■ **EXERCISE GOAL**: Each line of the listing below should be restated word for word.

■ **TASK INPUT**:
#####

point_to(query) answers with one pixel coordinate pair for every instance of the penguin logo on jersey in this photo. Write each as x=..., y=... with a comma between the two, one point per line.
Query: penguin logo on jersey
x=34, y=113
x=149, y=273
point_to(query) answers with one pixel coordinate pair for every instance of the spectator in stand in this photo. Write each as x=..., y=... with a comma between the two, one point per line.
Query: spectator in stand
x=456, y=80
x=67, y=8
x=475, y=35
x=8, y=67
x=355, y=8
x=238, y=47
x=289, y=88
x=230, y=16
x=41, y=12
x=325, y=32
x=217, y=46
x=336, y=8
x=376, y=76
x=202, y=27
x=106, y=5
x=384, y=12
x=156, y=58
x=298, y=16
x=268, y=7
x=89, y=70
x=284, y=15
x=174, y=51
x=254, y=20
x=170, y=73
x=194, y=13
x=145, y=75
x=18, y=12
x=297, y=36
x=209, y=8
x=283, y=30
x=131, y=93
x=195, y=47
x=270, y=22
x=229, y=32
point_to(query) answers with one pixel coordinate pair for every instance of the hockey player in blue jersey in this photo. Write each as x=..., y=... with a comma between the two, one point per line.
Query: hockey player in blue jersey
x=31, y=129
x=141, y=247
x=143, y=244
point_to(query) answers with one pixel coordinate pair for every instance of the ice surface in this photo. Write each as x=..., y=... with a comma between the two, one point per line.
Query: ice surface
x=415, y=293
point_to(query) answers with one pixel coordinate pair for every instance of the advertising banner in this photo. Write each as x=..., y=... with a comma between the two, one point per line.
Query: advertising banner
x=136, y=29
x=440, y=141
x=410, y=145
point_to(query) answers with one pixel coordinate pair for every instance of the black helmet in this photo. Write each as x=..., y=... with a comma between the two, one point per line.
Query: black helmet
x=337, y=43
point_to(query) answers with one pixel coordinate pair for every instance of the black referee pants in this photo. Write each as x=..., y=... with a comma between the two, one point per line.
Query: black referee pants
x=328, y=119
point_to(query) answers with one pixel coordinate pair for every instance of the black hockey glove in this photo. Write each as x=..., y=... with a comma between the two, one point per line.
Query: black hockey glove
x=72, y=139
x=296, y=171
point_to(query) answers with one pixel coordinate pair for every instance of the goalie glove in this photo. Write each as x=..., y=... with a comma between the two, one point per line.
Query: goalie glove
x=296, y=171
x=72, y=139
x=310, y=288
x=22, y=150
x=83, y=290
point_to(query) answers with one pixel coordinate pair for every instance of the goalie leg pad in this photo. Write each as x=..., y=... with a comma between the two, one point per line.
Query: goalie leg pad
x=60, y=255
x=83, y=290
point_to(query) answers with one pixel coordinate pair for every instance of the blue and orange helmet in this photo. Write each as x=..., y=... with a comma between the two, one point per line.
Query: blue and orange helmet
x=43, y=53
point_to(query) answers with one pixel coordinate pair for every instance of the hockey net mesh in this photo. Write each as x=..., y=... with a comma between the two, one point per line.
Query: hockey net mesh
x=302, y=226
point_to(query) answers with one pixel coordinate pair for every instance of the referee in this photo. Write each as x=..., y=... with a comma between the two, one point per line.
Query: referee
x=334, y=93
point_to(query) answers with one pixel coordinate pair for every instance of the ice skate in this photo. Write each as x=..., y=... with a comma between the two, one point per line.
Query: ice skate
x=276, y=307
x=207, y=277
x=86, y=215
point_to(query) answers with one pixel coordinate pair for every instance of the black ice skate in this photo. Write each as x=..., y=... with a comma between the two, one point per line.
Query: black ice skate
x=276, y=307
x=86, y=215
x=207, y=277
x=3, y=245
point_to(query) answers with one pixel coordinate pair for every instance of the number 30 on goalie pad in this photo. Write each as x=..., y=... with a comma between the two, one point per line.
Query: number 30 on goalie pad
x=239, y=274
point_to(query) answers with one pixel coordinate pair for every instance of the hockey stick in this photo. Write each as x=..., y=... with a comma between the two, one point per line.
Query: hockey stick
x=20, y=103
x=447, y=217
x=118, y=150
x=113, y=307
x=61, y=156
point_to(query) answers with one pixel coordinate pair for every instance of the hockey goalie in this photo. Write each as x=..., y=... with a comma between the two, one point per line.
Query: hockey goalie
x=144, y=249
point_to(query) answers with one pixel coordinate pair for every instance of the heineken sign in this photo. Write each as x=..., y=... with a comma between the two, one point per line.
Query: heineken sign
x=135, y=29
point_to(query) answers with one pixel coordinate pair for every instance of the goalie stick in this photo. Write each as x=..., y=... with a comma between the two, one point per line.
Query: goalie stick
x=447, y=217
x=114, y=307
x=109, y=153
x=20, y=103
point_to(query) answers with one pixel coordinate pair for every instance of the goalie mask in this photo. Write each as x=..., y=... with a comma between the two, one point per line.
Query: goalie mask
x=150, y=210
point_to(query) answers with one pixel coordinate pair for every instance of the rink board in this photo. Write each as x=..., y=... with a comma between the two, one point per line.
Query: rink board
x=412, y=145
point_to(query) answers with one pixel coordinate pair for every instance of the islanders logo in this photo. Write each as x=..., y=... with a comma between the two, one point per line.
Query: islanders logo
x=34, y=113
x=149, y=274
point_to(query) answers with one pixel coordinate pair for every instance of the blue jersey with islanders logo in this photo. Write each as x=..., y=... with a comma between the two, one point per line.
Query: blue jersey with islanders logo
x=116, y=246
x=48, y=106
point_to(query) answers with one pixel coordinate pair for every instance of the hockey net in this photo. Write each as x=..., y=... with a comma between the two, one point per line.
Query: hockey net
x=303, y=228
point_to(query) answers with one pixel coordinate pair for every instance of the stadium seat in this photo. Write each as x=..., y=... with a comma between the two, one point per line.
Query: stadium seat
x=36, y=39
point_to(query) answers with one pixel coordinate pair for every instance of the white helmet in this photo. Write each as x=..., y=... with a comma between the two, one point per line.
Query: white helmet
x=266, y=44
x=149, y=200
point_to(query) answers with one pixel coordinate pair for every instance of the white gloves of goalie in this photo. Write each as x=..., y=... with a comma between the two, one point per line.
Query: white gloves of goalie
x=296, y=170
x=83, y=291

#####

■ **RESULT BELOW**:
point_to(query) answers with one pixel coordinate pair for every instance of the penguin logo on jersey in this photo. Write each as x=..., y=... with a comma between the two, one point per line.
Query: penguin logo on jersey
x=34, y=113
x=149, y=273
point_to(query) answers with one pixel coordinate pair for every instance of the spectator in stand in this photo. Write each as x=..., y=... with a comma between the two, one point per line.
Query: spectator in stand
x=456, y=80
x=67, y=8
x=475, y=35
x=8, y=67
x=355, y=8
x=238, y=47
x=289, y=88
x=230, y=16
x=41, y=12
x=325, y=32
x=217, y=46
x=336, y=8
x=376, y=76
x=202, y=27
x=106, y=5
x=384, y=12
x=156, y=58
x=298, y=16
x=268, y=7
x=89, y=70
x=284, y=15
x=174, y=51
x=254, y=20
x=170, y=73
x=194, y=13
x=145, y=75
x=18, y=12
x=297, y=36
x=209, y=8
x=283, y=30
x=131, y=93
x=195, y=47
x=270, y=22
x=229, y=32
point_to(query) answers with one pixel coordinate pair for every instance of the hockey player in blue jersey in this photo. Write each as x=..., y=... with a comma between the two, one point per line.
Query: hockey player in blue jersey
x=31, y=129
x=141, y=247
x=143, y=244
point_to(query) answers with one pixel coordinate pair for every instance of the ice surface in this photo. Write each as x=..., y=... with a comma between the two, one point per line.
Query: ice surface
x=415, y=293
point_to(query) answers with one pixel coordinate pair for every instance of the advertising banner in this photo. Write each as x=..., y=... with a comma between the two, one point per line.
Query: advertising banner
x=136, y=29
x=440, y=141
x=410, y=145
point_to(query) answers with one pixel coordinate pair for every instance of the black helmet in this photo. Write each as x=..., y=... with a comma between the two, one point per line.
Query: black helmet
x=337, y=43
point_to(query) answers with one pixel coordinate pair for every instance of the black referee pants in this photo. Write each as x=..., y=... with a comma between the two, one point per line.
Query: black referee pants
x=328, y=119
point_to(query) answers with one pixel coordinate pair for every instance of the black hockey glove in this photo. Write each as x=..., y=... with a comma between the two, one point per line.
Query: black hockey glove
x=72, y=139
x=296, y=171
point_to(query) answers with one pixel coordinate pair for every instance of the goalie glove in this photo. Write each as x=..., y=... with a comma between the two, one point per line.
Query: goalie glove
x=296, y=171
x=72, y=139
x=310, y=288
x=22, y=150
x=83, y=290
point_to(query) answers with one pixel coordinate pair for every instance of the goalie leg pad in this photo. Write each as x=..., y=... with a comma between the two, one point per line.
Query: goalie leg pad
x=60, y=255
x=83, y=290
point_to(query) answers with one pixel coordinate pair for every instance of the blue and orange helmet in this photo. Write each as x=..., y=... with a comma between the two, one point per line.
Query: blue and orange helmet
x=43, y=53
point_to(query) answers with one pixel coordinate pair for every instance of the hockey net mesh in this photo. Write each as x=..., y=... with a comma between the two, one point per line.
Query: hockey net mesh
x=302, y=226
point_to(query) answers with one pixel coordinate pair for every instance of the referee in this photo. Write each as x=..., y=... with a comma between the two, one point per line.
Query: referee
x=334, y=93
point_to(query) answers with one pixel coordinate pair for every instance of the ice skate in this photo. Write each as x=..., y=... with a comma between the two, one point per line.
Query: ice skate
x=276, y=307
x=207, y=277
x=86, y=215
point_to(query) answers with one pixel coordinate pair for every instance of the black ice skate in this photo. Write each as x=..., y=... with a comma between the two, one point per line.
Query: black ice skate
x=276, y=307
x=86, y=215
x=207, y=277
x=3, y=245
point_to(query) answers with one pixel coordinate pair for every instance of the number 30 on goalie pad in this photo. Write each as x=..., y=... with a comma between the two, one point per line.
Query: number 30 on goalie pad
x=239, y=274
point_to(query) answers with one pixel coordinate pair for every instance of the hockey stick in this photo. Write each as x=..., y=... with a comma between the two, one point per line.
Query: hockey stick
x=20, y=103
x=447, y=217
x=118, y=150
x=113, y=307
x=61, y=156
point_to(query) answers with one pixel coordinate pair for every instance of the hockey goalie in this photo. Write each as x=..., y=... with a comma between the two, one point per line.
Query: hockey goalie
x=144, y=249
point_to(query) answers with one pixel coordinate pair for every instance of the heineken sign in this photo. Write each as x=..., y=... with a comma between the two, one point per line.
Query: heineken sign
x=135, y=29
point_to(query) answers with one pixel coordinate pair for every instance of the goalie stick in this photo. Write each as x=..., y=... with a comma between the two, one point per line.
Query: goalie stick
x=447, y=217
x=114, y=307
x=109, y=153
x=20, y=103
point_to(query) answers with one pixel coordinate pair for every instance of the goalie mask in this photo. Write each as x=..., y=... with a comma between the two, one point per line.
Query: goalie mask
x=150, y=210
point_to(query) answers with one pixel coordinate pair for every instance of the rink board in this photo. Write each as x=..., y=... with a comma between the two, one point per line.
Query: rink board
x=412, y=145
point_to(query) answers with one pixel coordinate pair for every instance of the islanders logo in this photo. Write each as x=..., y=... with a comma between the two, one point per line.
Query: islanders logo
x=34, y=113
x=149, y=274
point_to(query) answers with one pixel coordinate pair for every instance of the blue jersey with islanders logo in this photo. Write each as x=..., y=... with a comma between the two, one point per line.
Query: blue jersey with islanders logo
x=116, y=246
x=48, y=106
point_to(query) answers with one pixel coordinate pair for every instance of the hockey net in this photo. Write each as x=..., y=... with a comma between the two, one point per line.
Query: hockey net
x=303, y=228
point_to(query) answers with one pixel coordinate pair for every instance of the stadium seat in this photo. Write each as x=..., y=... with a comma between the two, one point per line.
Query: stadium seat
x=36, y=39
point_to(query) answers with one pixel coordinate pair for every instance of the white helmet in this photo. Write each as x=..., y=... with a comma between the two, one point per line.
Query: white helmet
x=266, y=44
x=149, y=200
point_to(query) answers with one pixel coordinate pair for every instance of the white gloves of goalie in this photo. Write each as x=..., y=... with a comma between the two, one point per line.
Query: white gloves of goalie
x=296, y=170
x=83, y=291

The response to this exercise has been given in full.